▶ _TASK TO CARRY OUT_
Determine how many lines of the records include "below", and answer with the number alone.
━━━━━ INPUT FOR THIS TASK ━━━━━
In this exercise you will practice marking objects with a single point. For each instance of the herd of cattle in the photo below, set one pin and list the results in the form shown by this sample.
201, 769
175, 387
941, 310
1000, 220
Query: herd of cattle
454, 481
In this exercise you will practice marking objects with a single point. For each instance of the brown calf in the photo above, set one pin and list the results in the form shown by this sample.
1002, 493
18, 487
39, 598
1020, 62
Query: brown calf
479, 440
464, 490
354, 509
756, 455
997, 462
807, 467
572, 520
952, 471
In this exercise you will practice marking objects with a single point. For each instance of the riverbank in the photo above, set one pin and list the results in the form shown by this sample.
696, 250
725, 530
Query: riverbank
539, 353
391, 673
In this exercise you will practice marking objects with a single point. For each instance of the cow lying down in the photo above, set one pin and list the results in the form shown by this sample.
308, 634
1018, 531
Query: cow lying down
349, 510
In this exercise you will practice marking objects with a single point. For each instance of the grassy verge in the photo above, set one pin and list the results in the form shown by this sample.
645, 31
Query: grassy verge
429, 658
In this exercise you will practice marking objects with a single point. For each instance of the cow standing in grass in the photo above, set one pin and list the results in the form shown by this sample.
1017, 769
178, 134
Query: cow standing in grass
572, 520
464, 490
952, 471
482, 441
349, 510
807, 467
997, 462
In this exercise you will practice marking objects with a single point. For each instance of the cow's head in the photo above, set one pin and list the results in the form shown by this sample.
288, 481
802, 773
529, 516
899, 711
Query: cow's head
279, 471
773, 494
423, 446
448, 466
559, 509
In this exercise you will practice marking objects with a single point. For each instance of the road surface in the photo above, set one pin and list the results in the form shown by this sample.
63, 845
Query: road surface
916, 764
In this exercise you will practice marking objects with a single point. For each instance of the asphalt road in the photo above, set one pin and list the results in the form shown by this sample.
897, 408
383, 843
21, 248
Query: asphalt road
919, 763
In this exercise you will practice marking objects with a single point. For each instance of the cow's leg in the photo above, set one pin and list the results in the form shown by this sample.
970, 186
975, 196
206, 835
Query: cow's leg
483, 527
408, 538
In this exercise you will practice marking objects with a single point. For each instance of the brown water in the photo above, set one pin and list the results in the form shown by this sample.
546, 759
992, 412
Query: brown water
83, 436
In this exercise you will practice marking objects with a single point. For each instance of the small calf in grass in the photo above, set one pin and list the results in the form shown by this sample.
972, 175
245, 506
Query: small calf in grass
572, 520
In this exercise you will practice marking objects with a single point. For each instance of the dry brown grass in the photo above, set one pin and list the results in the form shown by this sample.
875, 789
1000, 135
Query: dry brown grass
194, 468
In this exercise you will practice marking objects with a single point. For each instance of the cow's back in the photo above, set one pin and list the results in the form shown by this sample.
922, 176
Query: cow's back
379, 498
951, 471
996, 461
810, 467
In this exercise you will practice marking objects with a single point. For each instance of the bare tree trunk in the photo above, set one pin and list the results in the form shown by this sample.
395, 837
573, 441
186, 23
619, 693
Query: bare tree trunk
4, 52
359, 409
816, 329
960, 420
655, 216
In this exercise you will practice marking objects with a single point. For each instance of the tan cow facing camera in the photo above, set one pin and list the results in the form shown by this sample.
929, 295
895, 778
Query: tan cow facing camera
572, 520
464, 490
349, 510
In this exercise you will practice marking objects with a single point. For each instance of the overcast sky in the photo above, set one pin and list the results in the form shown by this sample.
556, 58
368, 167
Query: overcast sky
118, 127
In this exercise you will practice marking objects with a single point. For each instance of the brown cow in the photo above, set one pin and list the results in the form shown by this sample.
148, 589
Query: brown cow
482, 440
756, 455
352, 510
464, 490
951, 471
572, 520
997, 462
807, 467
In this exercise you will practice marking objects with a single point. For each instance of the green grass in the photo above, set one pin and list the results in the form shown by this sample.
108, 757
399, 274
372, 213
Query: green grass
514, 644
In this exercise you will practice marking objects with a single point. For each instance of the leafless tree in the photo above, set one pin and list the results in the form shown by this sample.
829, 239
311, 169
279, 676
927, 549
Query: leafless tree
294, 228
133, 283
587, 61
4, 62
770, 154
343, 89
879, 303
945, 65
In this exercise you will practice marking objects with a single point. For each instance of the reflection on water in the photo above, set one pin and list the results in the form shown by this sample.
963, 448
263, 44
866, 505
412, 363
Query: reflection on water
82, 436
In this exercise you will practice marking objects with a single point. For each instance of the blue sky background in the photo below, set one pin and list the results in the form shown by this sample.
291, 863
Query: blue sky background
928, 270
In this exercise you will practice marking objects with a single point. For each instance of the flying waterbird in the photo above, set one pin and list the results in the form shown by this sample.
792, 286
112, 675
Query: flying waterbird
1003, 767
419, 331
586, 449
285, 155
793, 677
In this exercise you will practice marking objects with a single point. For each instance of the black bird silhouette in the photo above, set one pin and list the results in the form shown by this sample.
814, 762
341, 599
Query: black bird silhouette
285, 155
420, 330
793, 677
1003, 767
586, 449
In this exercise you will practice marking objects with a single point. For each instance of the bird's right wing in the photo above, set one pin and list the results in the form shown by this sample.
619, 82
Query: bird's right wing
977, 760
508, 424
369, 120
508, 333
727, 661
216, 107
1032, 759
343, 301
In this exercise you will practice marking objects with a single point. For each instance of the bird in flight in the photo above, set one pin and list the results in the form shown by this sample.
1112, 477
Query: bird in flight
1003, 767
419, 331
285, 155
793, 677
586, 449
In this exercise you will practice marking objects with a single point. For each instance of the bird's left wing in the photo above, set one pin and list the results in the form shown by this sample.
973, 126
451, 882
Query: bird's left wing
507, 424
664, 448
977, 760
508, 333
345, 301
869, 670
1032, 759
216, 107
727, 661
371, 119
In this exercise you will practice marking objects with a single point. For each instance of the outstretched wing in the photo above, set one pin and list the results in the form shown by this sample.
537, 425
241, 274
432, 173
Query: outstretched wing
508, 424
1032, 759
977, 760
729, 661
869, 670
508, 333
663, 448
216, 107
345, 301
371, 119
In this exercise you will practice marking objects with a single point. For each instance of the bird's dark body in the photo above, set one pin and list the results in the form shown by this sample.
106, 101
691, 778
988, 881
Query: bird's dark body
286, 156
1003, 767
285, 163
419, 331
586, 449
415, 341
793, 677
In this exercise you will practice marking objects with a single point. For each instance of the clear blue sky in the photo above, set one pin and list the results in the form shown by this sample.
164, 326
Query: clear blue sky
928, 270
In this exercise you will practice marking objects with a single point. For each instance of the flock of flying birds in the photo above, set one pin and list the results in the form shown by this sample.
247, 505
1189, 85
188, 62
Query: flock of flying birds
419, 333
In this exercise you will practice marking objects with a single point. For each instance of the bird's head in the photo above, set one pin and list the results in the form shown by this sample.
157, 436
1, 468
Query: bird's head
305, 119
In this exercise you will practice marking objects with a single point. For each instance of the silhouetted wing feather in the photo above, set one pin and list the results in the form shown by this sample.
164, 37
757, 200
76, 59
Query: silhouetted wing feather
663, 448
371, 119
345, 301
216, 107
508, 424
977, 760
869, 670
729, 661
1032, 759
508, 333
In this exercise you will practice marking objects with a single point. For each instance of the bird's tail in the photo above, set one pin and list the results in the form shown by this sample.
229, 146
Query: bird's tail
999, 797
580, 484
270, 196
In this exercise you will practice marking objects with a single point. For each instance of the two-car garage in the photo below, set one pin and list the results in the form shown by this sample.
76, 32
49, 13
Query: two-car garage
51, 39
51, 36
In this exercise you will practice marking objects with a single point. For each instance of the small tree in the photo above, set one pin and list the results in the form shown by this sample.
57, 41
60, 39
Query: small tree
━━━━━
▶ _SOLVED EXERCISE_
3